━━━━━ Extracted text ━━━━━
Australian feminist, pacifist activist, broadcaster and writer

Irene Greenwood (9 December 1898 — 14 April 1992) was an Australian radio broadcaster and feminist and peace activist.

==Early life and education==
Greenwood was born in Albany, Western Australia on 9 December 1898. She was the oldest child of Henry Driver and Mary Ann Driver née Hicken. Greenwood attended Albany State School between 1905 and 1912 and Perth Modern School between 1913 and 1917. She then went on to study arts at the University of Western Australia.

==Later life and career==
Driver worked as a secretary at the Department of Agriculture between 1918 and 1920 where she met her husband, Albert Ernest Greenwood, an accountant. They married on 18 June 1920 at the Anglican Church of the Annunciation in Broome, Western Australia.

Between 1931 and 1935, Greenwood worked as a broadcaster in Sydney before moving to Perth to run regular radio programmes, several of which centered around women. Greenwood retired from radio broadcasting in 1953.

Greenwood became involved in feminist and peace movements through her mother who was involved with the Woman’s Christian Temperance Union and the Australian Federation of Women Voters.

She took part in Perth's first strike by civil servants in 1920. While working as a broadcaster, many of her programs were centred around her political and feminist beliefs. Her involvement in feminist and peace movements increased after she retired from radio. During the 1960s and 1970s, she became a delegate to national conferences and forums and worked with the Women's International League for Peace and Freedom until she was in her seventies. She was also involved with the foundation of the Family Planning Association in Western Australia and the Abortion Law Repeal Association.
━━━━━ Extracted material ━━━━━
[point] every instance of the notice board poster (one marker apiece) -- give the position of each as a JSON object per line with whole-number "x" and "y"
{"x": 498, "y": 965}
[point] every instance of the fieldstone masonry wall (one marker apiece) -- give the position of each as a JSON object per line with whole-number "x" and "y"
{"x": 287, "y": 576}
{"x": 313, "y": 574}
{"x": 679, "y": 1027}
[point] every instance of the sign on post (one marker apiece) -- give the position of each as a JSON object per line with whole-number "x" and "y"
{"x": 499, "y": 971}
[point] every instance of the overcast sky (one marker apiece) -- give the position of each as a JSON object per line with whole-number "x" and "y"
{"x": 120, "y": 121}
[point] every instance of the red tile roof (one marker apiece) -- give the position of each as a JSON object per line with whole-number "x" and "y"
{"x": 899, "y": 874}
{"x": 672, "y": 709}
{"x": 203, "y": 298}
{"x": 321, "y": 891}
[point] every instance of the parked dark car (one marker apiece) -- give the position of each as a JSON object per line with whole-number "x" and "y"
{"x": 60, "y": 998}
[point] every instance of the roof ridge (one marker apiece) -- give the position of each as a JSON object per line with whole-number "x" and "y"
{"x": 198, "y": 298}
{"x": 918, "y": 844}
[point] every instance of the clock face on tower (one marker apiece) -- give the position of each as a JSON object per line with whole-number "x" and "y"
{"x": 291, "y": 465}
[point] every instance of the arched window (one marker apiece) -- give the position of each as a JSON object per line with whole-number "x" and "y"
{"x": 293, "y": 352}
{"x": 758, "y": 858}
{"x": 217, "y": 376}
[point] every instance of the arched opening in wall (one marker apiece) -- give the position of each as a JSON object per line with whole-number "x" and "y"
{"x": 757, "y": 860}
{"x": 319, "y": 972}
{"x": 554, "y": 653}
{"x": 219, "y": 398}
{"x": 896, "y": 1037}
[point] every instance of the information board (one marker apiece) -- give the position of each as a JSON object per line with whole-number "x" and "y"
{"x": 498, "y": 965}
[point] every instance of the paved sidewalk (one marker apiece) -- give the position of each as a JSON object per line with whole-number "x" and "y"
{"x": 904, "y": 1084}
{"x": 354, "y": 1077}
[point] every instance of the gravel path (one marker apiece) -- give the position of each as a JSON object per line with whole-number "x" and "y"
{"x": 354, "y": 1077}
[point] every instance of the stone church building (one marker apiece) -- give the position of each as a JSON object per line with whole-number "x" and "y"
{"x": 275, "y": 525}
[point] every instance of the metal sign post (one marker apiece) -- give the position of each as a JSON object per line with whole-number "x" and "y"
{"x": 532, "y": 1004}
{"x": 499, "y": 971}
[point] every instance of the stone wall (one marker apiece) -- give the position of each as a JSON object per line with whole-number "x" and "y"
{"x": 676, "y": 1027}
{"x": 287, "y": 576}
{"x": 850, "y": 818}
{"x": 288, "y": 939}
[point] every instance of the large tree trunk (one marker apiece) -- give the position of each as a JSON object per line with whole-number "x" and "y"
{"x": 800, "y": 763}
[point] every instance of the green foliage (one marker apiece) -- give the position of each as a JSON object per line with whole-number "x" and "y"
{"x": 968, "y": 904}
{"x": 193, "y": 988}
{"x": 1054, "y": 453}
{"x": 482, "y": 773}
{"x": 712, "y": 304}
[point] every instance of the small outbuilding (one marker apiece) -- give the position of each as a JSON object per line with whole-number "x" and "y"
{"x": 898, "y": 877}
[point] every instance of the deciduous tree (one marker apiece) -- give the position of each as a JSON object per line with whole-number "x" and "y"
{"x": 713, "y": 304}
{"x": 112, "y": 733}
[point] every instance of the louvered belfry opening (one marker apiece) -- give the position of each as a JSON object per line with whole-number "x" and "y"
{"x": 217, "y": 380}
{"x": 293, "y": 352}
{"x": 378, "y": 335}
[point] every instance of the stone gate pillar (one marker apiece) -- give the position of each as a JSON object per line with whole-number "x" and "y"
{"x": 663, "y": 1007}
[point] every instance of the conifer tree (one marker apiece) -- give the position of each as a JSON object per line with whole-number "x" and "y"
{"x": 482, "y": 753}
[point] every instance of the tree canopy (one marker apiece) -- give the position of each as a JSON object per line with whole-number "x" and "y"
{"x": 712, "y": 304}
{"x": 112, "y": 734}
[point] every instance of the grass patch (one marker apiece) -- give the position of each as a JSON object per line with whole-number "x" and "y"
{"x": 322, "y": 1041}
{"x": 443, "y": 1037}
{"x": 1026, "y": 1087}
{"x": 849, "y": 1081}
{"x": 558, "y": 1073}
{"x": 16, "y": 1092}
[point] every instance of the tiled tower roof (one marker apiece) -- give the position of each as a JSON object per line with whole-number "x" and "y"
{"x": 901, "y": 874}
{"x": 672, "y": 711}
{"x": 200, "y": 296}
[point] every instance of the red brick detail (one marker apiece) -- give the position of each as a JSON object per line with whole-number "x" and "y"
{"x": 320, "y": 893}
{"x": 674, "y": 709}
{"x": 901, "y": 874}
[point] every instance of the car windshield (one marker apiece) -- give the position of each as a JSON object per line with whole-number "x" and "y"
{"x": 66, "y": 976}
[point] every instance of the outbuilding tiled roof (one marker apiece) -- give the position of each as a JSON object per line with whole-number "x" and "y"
━━━━━
= Tasks to carry out =
#1 Decide whether each statement agrees with the biography of Irene Greenwood, answering yes or no and quoting the deciding words: (a) Greenwood attended Perth Modern School from 1913 to 1917. (b) Greenwood and her husband married in Albany. (c) Greenwood retired from radio broadcasting in 1953.
#2 According to the Irene Greenwood biography, where did Greenwood work as a secretary?
#3 Supply what comes next in the Irene Greenwood biography, starting after its last sentence.
The rows play no part in any of the work asked for here.

= Answers for each item =
#1
(a) Yes: "Perth Modern School between 1913 and 1917"
(b) No: "They married on 18 June 1920 at the Anglican Church of the Annunciation in Broome, Western Australia."
(c) Yes: "Greenwood retired from radio broadcasting in 1953."

#2 At the Department of Agriculture.

#3
Before her death on 14 April 1992, Greenwood donated the majority of her radio transcripts, books, journals, personal correspondence and papers to the Murdoch University library.

==Awards and recognition==
Greenwood received several awards through her work in feminist and peace movements. She was awarded with the United Nations Association of Australia Silver Peace Medal, Queen's Silver Jubilee Medal and in 1974 was appointed to the National Advisory Committee on Women's Affairs. She was also the first woman to receive an Honorary Degree from Murdoch University. In December 1983, Stateships named it largest ever ship the Irene Greenwood. In 1975 she was made a Member of the Order of Australia for her "service to women's welfare".

In 2005 a biography by Kaye Murray, Voice for Peace: The spirit of social activist Irene Greenwood (1898-1992), was published.

Greenwood Street, in the Canberra suburb of Denman Prospect, is named in her honour.